Text block:
Content starts

Conventional Mesothelioma Treatments

Conventional treatments for mesothelioma involve surgery, chemotherapy, and radiation therapy.

As with most solid tumors, doctors turn to surgery, radiation and chemotherapy to manage mesothelioma. When exploring the various treatment options available with your doctor it is important to be informed about the risk and benefits of each one before making a final decision.

Surgery
Only about 1 in 5 patients with metastatic pleural mesothelioma undergo surgery. There are two main surgeries: pleurectomy/decortication, in which the surgeon tries to remove as much of the tumor from around the lung as possible, and the more radical extrapleural pneumonectomy, in which the lung itself is removed.

Much debate exists as to which surgery is more effective, although studies show that most long-term survivors have undergone some form of surgery. Studies have found that pneumonectomy followed by radiation prevents tumor recurrence in the chest in 80 to 85 percent of patients.

However, it is a long, intensive operation with a 55 percent complication rate and a 3 percent risk of death, higher in some institutions. Therefore, this surgery is only performed for patients with a reasonably good prognosis, when it doesn’t appear that the cancer has spread outside the chest.

Patients best suited for pneumonectomy are younger, with the epithelial form of the disease, no obvious lymph node involvement, and are otherwise healthy enough to withstand the rigor of the procedure.

Pleurectomy/decortication has a higher failure rate, with the tumor recurring in the chest cavity 50 to 80 percent of the time. However, that rate may change with improved radiotherapy techniques. The reason for the high recurrence is that it’s difficult to completely remove the tumor without removing the lung.

However, there is no difference in survival rates between the two surgeries. Part of the reason is that the cancer has often spread to other parts of the body by the time it is diagnosed even if it appears to be confined to the chest.

In the end, part of the debate around the value of surgery is whether many patients who undergo surgery do better because the patients offered it are the very patients most likely to do well regardless of treatment, since surgery tends to be offered far more readily to younger, fit patients with earlier stage disease. There is no randomized trial evidence that demonstrates a significant benefit to surgery over non-surgical management of mesothelioma.

Chemotherapy
Chemotherapy, also known as systemic therapy, uses oral or infusion-based medications to kill cancer cells throughout your body. Chemotherapy is used both before and after surgery, as well as in people who do not undergo surgery. Though not curative, it has a proven survival benefit. It is also used in the palliative setting to reduce pain and improve quality of life.

Content ends

Work to complete:
A: Reproduce the mesothelioma treatment passage between "Patients best suited" and "of the procedure.", inclusive.
B: Answer these questions from the mesothelioma treatment passage:
(i) About what share of patients with metastatic pleural mesothelioma undergo surgery?
(ii) How often does the tumor recur in the chest after pleurectomy/decortication?
(iii) What other name is given for chemotherapy?
The records after this point come from a different source than the mesothelioma treatment passage.

Record excerpts:
Content starts

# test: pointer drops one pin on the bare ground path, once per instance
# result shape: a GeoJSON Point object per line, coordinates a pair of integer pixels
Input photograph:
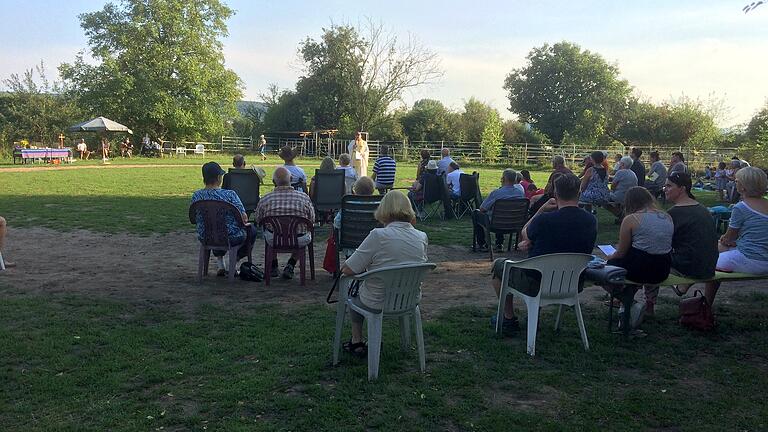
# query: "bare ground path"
{"type": "Point", "coordinates": [161, 269]}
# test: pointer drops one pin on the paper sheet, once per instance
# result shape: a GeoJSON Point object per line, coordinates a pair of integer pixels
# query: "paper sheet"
{"type": "Point", "coordinates": [607, 249]}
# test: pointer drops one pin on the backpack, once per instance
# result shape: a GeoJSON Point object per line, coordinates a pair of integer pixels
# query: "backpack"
{"type": "Point", "coordinates": [251, 272]}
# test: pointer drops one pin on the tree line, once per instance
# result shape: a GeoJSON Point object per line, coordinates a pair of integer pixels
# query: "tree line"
{"type": "Point", "coordinates": [159, 68]}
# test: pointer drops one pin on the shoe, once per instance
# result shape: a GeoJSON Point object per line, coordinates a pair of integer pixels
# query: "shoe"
{"type": "Point", "coordinates": [288, 272]}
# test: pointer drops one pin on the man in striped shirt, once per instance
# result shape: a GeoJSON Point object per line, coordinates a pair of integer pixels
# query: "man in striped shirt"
{"type": "Point", "coordinates": [384, 170]}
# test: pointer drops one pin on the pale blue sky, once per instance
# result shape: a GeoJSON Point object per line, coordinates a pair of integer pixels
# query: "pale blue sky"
{"type": "Point", "coordinates": [664, 48]}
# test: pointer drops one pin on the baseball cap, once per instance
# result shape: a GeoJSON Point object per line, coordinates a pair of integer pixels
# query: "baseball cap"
{"type": "Point", "coordinates": [211, 170]}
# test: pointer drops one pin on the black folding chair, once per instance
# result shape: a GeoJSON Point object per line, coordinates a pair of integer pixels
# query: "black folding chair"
{"type": "Point", "coordinates": [246, 184]}
{"type": "Point", "coordinates": [508, 216]}
{"type": "Point", "coordinates": [357, 221]}
{"type": "Point", "coordinates": [470, 197]}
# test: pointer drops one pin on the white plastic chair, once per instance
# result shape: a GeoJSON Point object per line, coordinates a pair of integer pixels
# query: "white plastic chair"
{"type": "Point", "coordinates": [403, 286]}
{"type": "Point", "coordinates": [559, 285]}
{"type": "Point", "coordinates": [200, 149]}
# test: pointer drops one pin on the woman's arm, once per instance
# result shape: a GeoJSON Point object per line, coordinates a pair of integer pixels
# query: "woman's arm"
{"type": "Point", "coordinates": [625, 237]}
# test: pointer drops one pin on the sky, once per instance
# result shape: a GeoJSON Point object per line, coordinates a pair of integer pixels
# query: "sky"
{"type": "Point", "coordinates": [709, 50]}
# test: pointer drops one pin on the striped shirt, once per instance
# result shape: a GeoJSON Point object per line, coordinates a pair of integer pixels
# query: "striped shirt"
{"type": "Point", "coordinates": [384, 168]}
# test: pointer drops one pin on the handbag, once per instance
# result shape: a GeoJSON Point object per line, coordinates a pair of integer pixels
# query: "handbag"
{"type": "Point", "coordinates": [696, 313]}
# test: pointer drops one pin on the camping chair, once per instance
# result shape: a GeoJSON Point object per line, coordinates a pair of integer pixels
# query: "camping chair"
{"type": "Point", "coordinates": [246, 184]}
{"type": "Point", "coordinates": [328, 190]}
{"type": "Point", "coordinates": [213, 213]}
{"type": "Point", "coordinates": [436, 196]}
{"type": "Point", "coordinates": [285, 231]}
{"type": "Point", "coordinates": [470, 197]}
{"type": "Point", "coordinates": [357, 221]}
{"type": "Point", "coordinates": [508, 216]}
{"type": "Point", "coordinates": [560, 274]}
{"type": "Point", "coordinates": [403, 289]}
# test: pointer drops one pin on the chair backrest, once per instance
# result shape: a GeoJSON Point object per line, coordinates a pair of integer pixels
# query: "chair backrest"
{"type": "Point", "coordinates": [357, 220]}
{"type": "Point", "coordinates": [402, 285]}
{"type": "Point", "coordinates": [328, 189]}
{"type": "Point", "coordinates": [212, 214]}
{"type": "Point", "coordinates": [285, 230]}
{"type": "Point", "coordinates": [559, 272]}
{"type": "Point", "coordinates": [246, 184]}
{"type": "Point", "coordinates": [509, 214]}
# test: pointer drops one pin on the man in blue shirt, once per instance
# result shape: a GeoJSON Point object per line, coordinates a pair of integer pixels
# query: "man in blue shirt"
{"type": "Point", "coordinates": [212, 177]}
{"type": "Point", "coordinates": [481, 216]}
{"type": "Point", "coordinates": [559, 226]}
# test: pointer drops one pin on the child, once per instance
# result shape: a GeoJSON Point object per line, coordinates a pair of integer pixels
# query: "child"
{"type": "Point", "coordinates": [721, 181]}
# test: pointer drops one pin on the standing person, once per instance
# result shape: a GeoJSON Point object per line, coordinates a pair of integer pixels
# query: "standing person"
{"type": "Point", "coordinates": [358, 150]}
{"type": "Point", "coordinates": [442, 164]}
{"type": "Point", "coordinates": [263, 147]}
{"type": "Point", "coordinates": [560, 226]}
{"type": "Point", "coordinates": [694, 243]}
{"type": "Point", "coordinates": [298, 177]}
{"type": "Point", "coordinates": [594, 183]}
{"type": "Point", "coordinates": [637, 166]}
{"type": "Point", "coordinates": [384, 170]}
{"type": "Point", "coordinates": [677, 163]}
{"type": "Point", "coordinates": [658, 175]}
{"type": "Point", "coordinates": [744, 247]}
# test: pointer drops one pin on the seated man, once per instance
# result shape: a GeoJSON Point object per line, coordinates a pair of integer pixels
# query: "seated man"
{"type": "Point", "coordinates": [384, 170]}
{"type": "Point", "coordinates": [3, 231]}
{"type": "Point", "coordinates": [452, 179]}
{"type": "Point", "coordinates": [559, 226]}
{"type": "Point", "coordinates": [212, 177]}
{"type": "Point", "coordinates": [285, 201]}
{"type": "Point", "coordinates": [238, 162]}
{"type": "Point", "coordinates": [481, 217]}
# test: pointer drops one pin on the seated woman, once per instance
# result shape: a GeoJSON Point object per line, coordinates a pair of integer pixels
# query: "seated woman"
{"type": "Point", "coordinates": [397, 243]}
{"type": "Point", "coordinates": [744, 246]}
{"type": "Point", "coordinates": [645, 239]}
{"type": "Point", "coordinates": [623, 180]}
{"type": "Point", "coordinates": [245, 237]}
{"type": "Point", "coordinates": [594, 183]}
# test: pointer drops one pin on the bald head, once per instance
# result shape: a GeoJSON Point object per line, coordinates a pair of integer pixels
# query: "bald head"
{"type": "Point", "coordinates": [281, 177]}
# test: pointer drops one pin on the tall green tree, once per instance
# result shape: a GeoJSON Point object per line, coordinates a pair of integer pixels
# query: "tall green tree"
{"type": "Point", "coordinates": [160, 67]}
{"type": "Point", "coordinates": [559, 83]}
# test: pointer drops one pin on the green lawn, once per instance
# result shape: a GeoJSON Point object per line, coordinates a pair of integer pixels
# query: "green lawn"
{"type": "Point", "coordinates": [75, 363]}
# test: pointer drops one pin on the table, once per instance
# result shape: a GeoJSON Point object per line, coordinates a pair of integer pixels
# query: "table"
{"type": "Point", "coordinates": [45, 154]}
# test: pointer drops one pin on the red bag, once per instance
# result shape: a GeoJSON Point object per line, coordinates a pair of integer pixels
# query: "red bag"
{"type": "Point", "coordinates": [331, 254]}
{"type": "Point", "coordinates": [696, 313]}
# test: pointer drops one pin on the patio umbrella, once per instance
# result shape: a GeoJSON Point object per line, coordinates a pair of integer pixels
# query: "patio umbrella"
{"type": "Point", "coordinates": [99, 124]}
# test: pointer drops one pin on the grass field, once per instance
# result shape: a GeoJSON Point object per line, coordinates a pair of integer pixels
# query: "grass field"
{"type": "Point", "coordinates": [76, 363]}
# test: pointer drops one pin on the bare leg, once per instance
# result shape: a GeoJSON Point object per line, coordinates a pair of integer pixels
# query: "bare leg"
{"type": "Point", "coordinates": [509, 309]}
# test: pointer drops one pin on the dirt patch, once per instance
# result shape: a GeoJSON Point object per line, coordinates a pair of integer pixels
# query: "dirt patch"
{"type": "Point", "coordinates": [161, 270]}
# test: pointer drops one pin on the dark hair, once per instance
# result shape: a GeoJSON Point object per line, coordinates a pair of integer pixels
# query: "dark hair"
{"type": "Point", "coordinates": [567, 187]}
{"type": "Point", "coordinates": [638, 198]}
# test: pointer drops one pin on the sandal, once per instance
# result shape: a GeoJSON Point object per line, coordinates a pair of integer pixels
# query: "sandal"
{"type": "Point", "coordinates": [359, 349]}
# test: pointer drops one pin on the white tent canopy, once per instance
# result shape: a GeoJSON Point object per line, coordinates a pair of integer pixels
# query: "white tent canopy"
{"type": "Point", "coordinates": [99, 124]}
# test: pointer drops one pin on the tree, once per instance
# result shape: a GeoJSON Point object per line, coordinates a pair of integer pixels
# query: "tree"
{"type": "Point", "coordinates": [348, 75]}
{"type": "Point", "coordinates": [35, 108]}
{"type": "Point", "coordinates": [490, 142]}
{"type": "Point", "coordinates": [160, 67]}
{"type": "Point", "coordinates": [559, 83]}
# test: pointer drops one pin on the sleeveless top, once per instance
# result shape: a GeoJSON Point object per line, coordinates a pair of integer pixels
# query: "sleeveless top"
{"type": "Point", "coordinates": [653, 233]}
{"type": "Point", "coordinates": [596, 191]}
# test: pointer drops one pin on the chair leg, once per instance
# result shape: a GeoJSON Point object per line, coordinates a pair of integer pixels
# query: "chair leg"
{"type": "Point", "coordinates": [420, 339]}
{"type": "Point", "coordinates": [557, 319]}
{"type": "Point", "coordinates": [533, 325]}
{"type": "Point", "coordinates": [405, 332]}
{"type": "Point", "coordinates": [374, 345]}
{"type": "Point", "coordinates": [582, 329]}
{"type": "Point", "coordinates": [341, 310]}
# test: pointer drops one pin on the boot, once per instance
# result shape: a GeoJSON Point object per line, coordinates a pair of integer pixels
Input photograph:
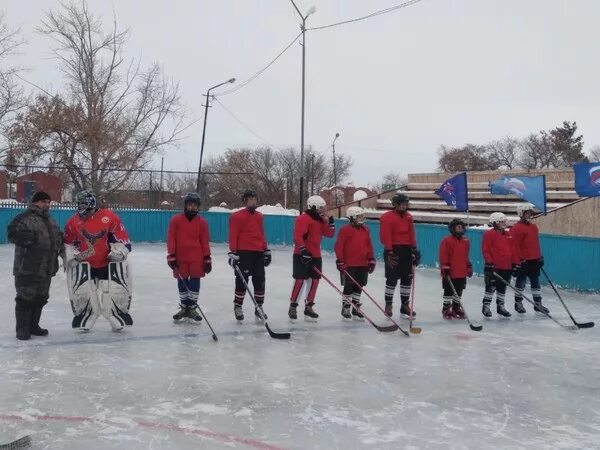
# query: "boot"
{"type": "Point", "coordinates": [292, 311]}
{"type": "Point", "coordinates": [34, 327]}
{"type": "Point", "coordinates": [519, 307]}
{"type": "Point", "coordinates": [309, 313]}
{"type": "Point", "coordinates": [447, 311]}
{"type": "Point", "coordinates": [23, 317]}
{"type": "Point", "coordinates": [457, 311]}
{"type": "Point", "coordinates": [500, 309]}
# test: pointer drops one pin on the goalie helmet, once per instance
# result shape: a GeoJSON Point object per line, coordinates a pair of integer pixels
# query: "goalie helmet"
{"type": "Point", "coordinates": [497, 220]}
{"type": "Point", "coordinates": [356, 215]}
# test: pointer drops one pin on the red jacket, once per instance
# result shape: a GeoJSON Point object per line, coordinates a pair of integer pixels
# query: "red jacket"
{"type": "Point", "coordinates": [98, 231]}
{"type": "Point", "coordinates": [526, 240]}
{"type": "Point", "coordinates": [497, 249]}
{"type": "Point", "coordinates": [454, 253]}
{"type": "Point", "coordinates": [188, 239]}
{"type": "Point", "coordinates": [396, 229]}
{"type": "Point", "coordinates": [308, 233]}
{"type": "Point", "coordinates": [353, 246]}
{"type": "Point", "coordinates": [246, 231]}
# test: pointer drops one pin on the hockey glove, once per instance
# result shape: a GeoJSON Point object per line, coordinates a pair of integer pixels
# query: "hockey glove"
{"type": "Point", "coordinates": [371, 265]}
{"type": "Point", "coordinates": [207, 264]}
{"type": "Point", "coordinates": [172, 261]}
{"type": "Point", "coordinates": [390, 258]}
{"type": "Point", "coordinates": [306, 257]}
{"type": "Point", "coordinates": [341, 265]}
{"type": "Point", "coordinates": [234, 259]}
{"type": "Point", "coordinates": [267, 257]}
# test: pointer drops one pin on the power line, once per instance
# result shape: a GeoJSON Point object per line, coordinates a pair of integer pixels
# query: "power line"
{"type": "Point", "coordinates": [260, 72]}
{"type": "Point", "coordinates": [368, 16]}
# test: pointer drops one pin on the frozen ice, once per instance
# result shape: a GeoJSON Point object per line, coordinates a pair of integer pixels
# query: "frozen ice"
{"type": "Point", "coordinates": [523, 383]}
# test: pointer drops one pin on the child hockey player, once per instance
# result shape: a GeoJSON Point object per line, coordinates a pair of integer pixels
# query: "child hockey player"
{"type": "Point", "coordinates": [188, 255]}
{"type": "Point", "coordinates": [499, 257]}
{"type": "Point", "coordinates": [248, 250]}
{"type": "Point", "coordinates": [526, 242]}
{"type": "Point", "coordinates": [309, 228]}
{"type": "Point", "coordinates": [454, 264]}
{"type": "Point", "coordinates": [354, 253]}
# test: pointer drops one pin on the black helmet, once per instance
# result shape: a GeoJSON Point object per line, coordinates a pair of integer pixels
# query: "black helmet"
{"type": "Point", "coordinates": [248, 193]}
{"type": "Point", "coordinates": [399, 198]}
{"type": "Point", "coordinates": [191, 197]}
{"type": "Point", "coordinates": [453, 223]}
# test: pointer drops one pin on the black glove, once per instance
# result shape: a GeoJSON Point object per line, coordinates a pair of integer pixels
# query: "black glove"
{"type": "Point", "coordinates": [267, 257]}
{"type": "Point", "coordinates": [306, 257]}
{"type": "Point", "coordinates": [390, 258]}
{"type": "Point", "coordinates": [234, 259]}
{"type": "Point", "coordinates": [416, 255]}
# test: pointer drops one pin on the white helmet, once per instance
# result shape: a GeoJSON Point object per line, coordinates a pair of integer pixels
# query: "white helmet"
{"type": "Point", "coordinates": [356, 214]}
{"type": "Point", "coordinates": [316, 202]}
{"type": "Point", "coordinates": [522, 207]}
{"type": "Point", "coordinates": [496, 218]}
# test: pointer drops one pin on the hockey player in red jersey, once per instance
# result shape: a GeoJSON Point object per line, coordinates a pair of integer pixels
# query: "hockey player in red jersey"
{"type": "Point", "coordinates": [97, 246]}
{"type": "Point", "coordinates": [354, 253]}
{"type": "Point", "coordinates": [454, 264]}
{"type": "Point", "coordinates": [526, 243]}
{"type": "Point", "coordinates": [188, 255]}
{"type": "Point", "coordinates": [400, 253]}
{"type": "Point", "coordinates": [309, 228]}
{"type": "Point", "coordinates": [499, 257]}
{"type": "Point", "coordinates": [248, 250]}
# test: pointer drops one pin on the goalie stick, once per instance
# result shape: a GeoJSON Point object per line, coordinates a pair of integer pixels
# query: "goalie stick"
{"type": "Point", "coordinates": [457, 298]}
{"type": "Point", "coordinates": [272, 333]}
{"type": "Point", "coordinates": [579, 325]}
{"type": "Point", "coordinates": [384, 329]}
{"type": "Point", "coordinates": [566, 327]}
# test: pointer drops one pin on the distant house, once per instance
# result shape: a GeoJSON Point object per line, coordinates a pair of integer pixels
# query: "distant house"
{"type": "Point", "coordinates": [38, 181]}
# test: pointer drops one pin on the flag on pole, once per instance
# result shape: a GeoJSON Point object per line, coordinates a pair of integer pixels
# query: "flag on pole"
{"type": "Point", "coordinates": [587, 179]}
{"type": "Point", "coordinates": [531, 189]}
{"type": "Point", "coordinates": [454, 192]}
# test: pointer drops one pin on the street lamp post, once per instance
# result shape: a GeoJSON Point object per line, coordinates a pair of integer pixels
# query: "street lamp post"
{"type": "Point", "coordinates": [207, 95]}
{"type": "Point", "coordinates": [312, 10]}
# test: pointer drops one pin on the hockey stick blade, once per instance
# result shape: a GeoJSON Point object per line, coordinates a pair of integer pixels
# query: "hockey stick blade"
{"type": "Point", "coordinates": [24, 442]}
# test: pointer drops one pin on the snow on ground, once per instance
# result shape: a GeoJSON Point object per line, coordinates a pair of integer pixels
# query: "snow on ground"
{"type": "Point", "coordinates": [523, 383]}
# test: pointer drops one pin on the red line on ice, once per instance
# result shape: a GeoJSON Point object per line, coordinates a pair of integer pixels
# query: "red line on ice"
{"type": "Point", "coordinates": [225, 437]}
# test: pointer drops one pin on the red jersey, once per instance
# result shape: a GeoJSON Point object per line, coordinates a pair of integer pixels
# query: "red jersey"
{"type": "Point", "coordinates": [94, 233]}
{"type": "Point", "coordinates": [497, 249]}
{"type": "Point", "coordinates": [396, 229]}
{"type": "Point", "coordinates": [354, 246]}
{"type": "Point", "coordinates": [454, 253]}
{"type": "Point", "coordinates": [526, 240]}
{"type": "Point", "coordinates": [308, 233]}
{"type": "Point", "coordinates": [246, 231]}
{"type": "Point", "coordinates": [188, 239]}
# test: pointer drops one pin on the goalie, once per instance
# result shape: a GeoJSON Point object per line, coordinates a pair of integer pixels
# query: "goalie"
{"type": "Point", "coordinates": [98, 278]}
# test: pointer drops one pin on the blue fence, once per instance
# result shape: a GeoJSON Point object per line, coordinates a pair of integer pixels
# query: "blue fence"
{"type": "Point", "coordinates": [571, 262]}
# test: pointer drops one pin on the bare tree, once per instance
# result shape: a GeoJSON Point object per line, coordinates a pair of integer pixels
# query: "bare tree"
{"type": "Point", "coordinates": [111, 115]}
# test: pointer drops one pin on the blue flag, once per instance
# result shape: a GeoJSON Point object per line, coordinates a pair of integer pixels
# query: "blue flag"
{"type": "Point", "coordinates": [531, 189]}
{"type": "Point", "coordinates": [587, 179]}
{"type": "Point", "coordinates": [454, 192]}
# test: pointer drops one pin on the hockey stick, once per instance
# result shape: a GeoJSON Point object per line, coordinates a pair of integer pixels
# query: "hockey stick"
{"type": "Point", "coordinates": [567, 327]}
{"type": "Point", "coordinates": [579, 325]}
{"type": "Point", "coordinates": [259, 308]}
{"type": "Point", "coordinates": [385, 329]}
{"type": "Point", "coordinates": [23, 442]}
{"type": "Point", "coordinates": [457, 298]}
{"type": "Point", "coordinates": [373, 300]}
{"type": "Point", "coordinates": [199, 309]}
{"type": "Point", "coordinates": [414, 330]}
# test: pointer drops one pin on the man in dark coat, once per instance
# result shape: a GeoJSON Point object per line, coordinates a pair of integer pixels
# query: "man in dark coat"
{"type": "Point", "coordinates": [38, 244]}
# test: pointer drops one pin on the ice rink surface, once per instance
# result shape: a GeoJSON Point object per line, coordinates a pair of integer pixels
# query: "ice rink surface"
{"type": "Point", "coordinates": [523, 383]}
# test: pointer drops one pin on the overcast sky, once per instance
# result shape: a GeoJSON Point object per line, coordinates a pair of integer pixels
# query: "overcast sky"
{"type": "Point", "coordinates": [395, 87]}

Content ends

Task-by-task answers:
A:
Patients best suited for pneumonectomy are younger, with the epithelial form of the disease, no obvious lymph node involvement, and are otherwise healthy enough to withstand the rigor of the procedure.

B:
(i) About 1 in 5.
(ii) 50 to 80 percent of the time.
(iii) Systemic therapy.